## Article
☆ ☆ ☆ ☆ ☆ ☆ ☆
Subject: Re: Doisite
Date: Fri, 29 Oct 2004 22:36:55 -0700
To: lapidary@caprock-spur.com (LapidaryArtsDigest)
From: Don Rogers <Don@Campbell-gemstones.com>

At 06:18 PM 10/29/2004 -0500, you wrote:
>    Can anyone tell me if Doisite can be heat treated to turn it into
>Tanzanite?Or possibly close to Tanzanite color?

Tom, I am assuming that you meant Zoisite.  In any case, the answer is that
Tanzanite is a variety of Zosite,  You can heat treat Tanzanite to improve
its color, but not it's clarity.  You can not heat treat non gem Zosite to
gem Tanzanite.  This includes the green zoisite and ruby that is common.

Untreated Tanzanite can be anywhere from a yellow/brown to a pale
purple/yellow colored stone.  Heat treating these will change the color to
a stronger blue/purple color.  Each stone is unique and you will only know
what the final color is after treating.  There is no process that I know of
to treat all stones to a given color.
☆ ☆ ☆ ☆ ☆ ☆ ☆
(Coordinate labeling data)

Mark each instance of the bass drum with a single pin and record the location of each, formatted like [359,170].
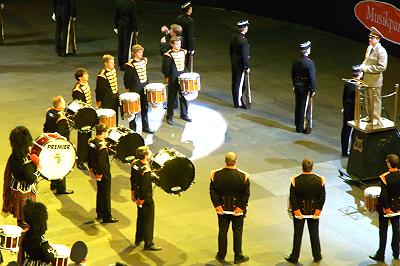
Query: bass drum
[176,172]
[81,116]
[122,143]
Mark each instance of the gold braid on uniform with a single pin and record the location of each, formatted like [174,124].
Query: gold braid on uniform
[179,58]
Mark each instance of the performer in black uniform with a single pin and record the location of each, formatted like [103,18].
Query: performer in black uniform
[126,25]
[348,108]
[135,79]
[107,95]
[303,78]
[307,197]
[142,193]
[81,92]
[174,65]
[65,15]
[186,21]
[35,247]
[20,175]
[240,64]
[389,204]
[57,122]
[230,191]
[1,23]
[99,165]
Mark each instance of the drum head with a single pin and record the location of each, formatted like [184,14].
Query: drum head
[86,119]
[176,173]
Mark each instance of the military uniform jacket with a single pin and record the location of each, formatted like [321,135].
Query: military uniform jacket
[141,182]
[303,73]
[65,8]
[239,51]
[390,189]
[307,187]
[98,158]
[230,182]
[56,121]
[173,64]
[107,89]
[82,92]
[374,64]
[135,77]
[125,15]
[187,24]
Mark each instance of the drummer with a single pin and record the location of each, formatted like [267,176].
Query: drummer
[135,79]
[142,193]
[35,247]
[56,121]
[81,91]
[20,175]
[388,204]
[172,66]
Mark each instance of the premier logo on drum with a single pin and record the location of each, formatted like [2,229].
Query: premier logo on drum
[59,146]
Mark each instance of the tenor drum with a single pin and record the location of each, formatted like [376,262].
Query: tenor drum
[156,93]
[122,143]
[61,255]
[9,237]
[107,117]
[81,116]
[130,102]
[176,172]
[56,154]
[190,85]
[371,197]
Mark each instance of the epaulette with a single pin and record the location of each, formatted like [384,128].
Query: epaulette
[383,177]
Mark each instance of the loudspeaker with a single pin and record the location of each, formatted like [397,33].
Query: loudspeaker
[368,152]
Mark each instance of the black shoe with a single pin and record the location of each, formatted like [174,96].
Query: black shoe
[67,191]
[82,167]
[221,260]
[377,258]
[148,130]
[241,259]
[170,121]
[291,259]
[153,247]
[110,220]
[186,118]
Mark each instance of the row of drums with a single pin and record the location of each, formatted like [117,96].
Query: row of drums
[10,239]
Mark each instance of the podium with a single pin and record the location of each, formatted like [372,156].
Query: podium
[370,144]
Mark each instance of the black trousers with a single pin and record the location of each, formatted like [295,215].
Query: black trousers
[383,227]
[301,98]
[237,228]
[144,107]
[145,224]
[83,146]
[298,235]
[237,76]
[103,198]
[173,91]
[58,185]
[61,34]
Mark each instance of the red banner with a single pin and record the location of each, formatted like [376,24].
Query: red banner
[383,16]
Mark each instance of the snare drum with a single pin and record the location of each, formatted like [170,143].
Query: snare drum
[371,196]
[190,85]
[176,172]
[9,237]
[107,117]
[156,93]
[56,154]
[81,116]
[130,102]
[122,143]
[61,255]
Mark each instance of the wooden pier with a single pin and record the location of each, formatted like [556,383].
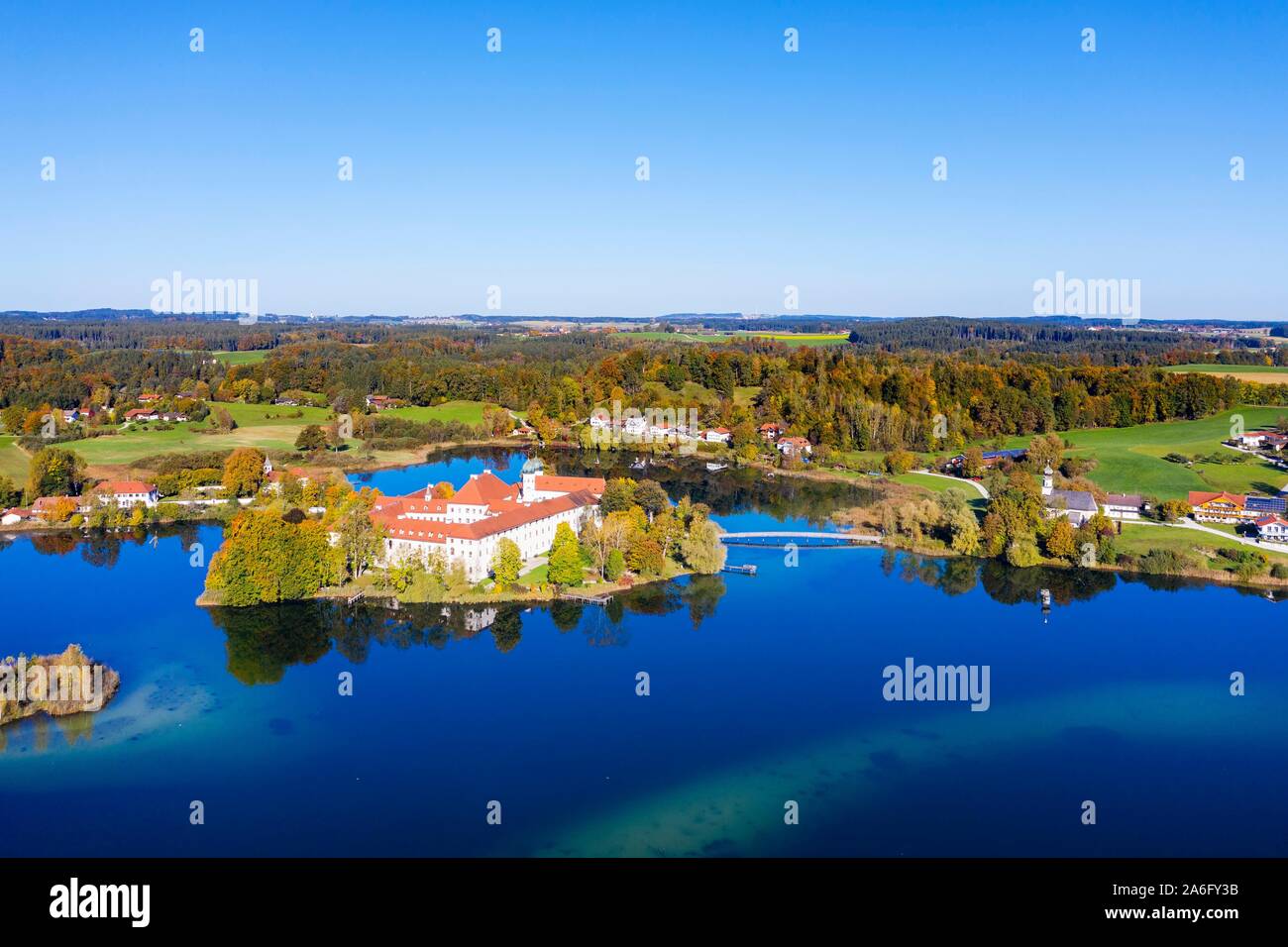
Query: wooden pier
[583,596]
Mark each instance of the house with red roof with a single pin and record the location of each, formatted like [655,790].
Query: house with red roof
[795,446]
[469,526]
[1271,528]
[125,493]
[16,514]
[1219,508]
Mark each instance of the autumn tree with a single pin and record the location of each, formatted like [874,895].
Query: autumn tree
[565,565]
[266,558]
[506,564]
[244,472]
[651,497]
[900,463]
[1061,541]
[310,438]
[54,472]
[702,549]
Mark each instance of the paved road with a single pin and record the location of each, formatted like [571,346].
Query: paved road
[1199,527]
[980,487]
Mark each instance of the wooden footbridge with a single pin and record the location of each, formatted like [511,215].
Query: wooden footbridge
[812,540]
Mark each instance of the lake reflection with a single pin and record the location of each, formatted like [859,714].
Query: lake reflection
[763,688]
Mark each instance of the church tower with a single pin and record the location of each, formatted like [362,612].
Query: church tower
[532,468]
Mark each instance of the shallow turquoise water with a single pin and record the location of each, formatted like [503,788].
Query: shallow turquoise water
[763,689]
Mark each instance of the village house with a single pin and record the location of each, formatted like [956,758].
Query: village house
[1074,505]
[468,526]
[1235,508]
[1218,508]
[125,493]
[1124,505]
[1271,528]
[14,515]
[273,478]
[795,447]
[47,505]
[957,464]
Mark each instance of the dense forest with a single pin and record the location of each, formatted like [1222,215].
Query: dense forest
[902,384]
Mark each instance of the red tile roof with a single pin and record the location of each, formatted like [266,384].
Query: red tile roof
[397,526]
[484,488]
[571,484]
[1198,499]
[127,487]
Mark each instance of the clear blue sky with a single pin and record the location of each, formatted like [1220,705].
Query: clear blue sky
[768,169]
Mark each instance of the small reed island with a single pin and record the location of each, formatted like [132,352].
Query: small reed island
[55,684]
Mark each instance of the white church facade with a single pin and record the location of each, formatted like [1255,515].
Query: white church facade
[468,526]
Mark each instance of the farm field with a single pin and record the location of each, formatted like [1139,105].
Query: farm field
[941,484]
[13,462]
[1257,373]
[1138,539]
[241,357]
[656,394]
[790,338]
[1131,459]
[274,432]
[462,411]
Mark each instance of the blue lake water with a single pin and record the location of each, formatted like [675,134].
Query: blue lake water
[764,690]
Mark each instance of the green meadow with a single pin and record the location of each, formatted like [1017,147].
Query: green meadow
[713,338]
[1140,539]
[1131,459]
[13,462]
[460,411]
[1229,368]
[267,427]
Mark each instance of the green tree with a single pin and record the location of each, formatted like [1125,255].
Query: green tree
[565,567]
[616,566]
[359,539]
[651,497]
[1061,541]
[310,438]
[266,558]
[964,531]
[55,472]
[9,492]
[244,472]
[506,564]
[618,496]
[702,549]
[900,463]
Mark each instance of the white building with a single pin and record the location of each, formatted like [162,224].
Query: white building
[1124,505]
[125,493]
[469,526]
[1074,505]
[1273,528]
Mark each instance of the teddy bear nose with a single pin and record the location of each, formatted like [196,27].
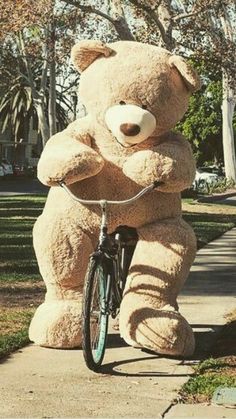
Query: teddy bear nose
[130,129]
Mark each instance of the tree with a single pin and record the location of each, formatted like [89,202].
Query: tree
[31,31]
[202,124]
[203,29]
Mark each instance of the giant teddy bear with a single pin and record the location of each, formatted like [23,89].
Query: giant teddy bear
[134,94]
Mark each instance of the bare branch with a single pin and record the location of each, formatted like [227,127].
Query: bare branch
☆ ☆ ☆ ☆ ☆ ☆ ☆
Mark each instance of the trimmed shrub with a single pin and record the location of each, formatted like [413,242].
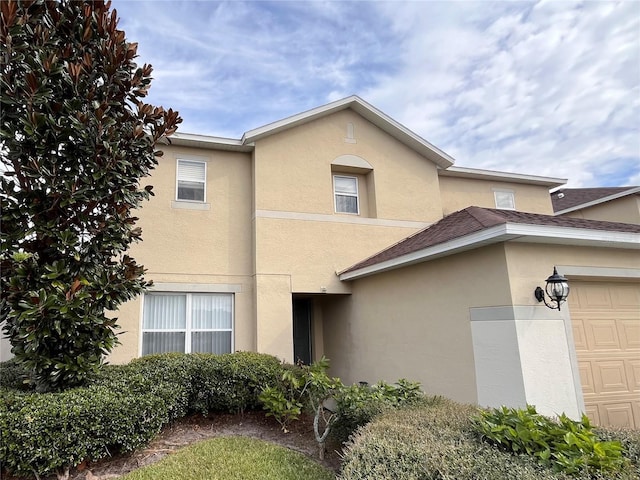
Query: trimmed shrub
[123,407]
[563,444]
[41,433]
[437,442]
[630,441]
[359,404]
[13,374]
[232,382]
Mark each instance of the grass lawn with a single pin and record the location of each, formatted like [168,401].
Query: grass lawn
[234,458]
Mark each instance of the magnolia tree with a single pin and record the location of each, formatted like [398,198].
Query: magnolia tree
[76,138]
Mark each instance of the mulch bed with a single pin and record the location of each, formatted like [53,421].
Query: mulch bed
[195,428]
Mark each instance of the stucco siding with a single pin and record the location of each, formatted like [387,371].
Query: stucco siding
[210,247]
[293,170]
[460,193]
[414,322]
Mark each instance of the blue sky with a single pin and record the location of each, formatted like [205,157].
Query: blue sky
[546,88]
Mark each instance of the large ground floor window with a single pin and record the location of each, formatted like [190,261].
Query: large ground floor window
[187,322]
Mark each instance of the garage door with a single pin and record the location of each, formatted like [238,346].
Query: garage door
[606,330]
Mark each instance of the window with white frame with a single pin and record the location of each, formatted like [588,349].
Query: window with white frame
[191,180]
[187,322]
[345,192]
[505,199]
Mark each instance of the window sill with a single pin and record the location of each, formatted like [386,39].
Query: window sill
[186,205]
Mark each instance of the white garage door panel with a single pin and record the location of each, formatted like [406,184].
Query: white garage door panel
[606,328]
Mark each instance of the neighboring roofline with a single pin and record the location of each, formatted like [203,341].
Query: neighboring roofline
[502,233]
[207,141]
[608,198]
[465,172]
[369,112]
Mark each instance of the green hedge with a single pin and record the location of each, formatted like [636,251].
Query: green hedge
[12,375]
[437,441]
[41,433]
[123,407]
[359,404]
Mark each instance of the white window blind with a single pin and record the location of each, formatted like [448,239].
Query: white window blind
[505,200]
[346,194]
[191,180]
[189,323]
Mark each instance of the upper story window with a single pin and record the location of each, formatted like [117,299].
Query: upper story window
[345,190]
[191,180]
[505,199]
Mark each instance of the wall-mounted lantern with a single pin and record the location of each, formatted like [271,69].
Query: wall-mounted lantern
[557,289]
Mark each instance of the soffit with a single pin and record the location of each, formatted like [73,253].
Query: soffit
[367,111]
☆ ☆ ☆ ☆ ☆ ☆ ☆
## List of tasks
• a. According to the email, what color does heat treating untreated Tanzanite produce?
• b. Name every header field that appears at the top of the email.
• c. Reproduce the part of the email starting at "Subject: Re: Doisite" and ending at "that is common.".
Use only the email to complete these tasks.

## Worked answers
• a. A stronger blue/purple color.

• b. Subject, Date, To, From

• c.
Subject: Re: Doisite
Date: Fri, 29 Oct 2004 22:36:55 -0700
To: lapidary@caprock-spur.com (LapidaryArtsDigest)
From: Don Rogers <Don@Campbell-gemstones.com>

At 06:18 PM 10/29/2004 -0500, you wrote:
>    Can anyone tell me if Doisite can be heat treated to turn it into
>Tanzanite?Or possibly close to Tanzanite color?

Tom, I am assuming that you meant Zoisite.  In any case, the answer is that
Tanzanite is a variety of Zosite,  You can heat treat Tanzanite to improve
its color, but not it's clarity.  You can not heat treat non gem Zosite to
gem Tanzanite.  This includes the green zoisite and ruby that is common.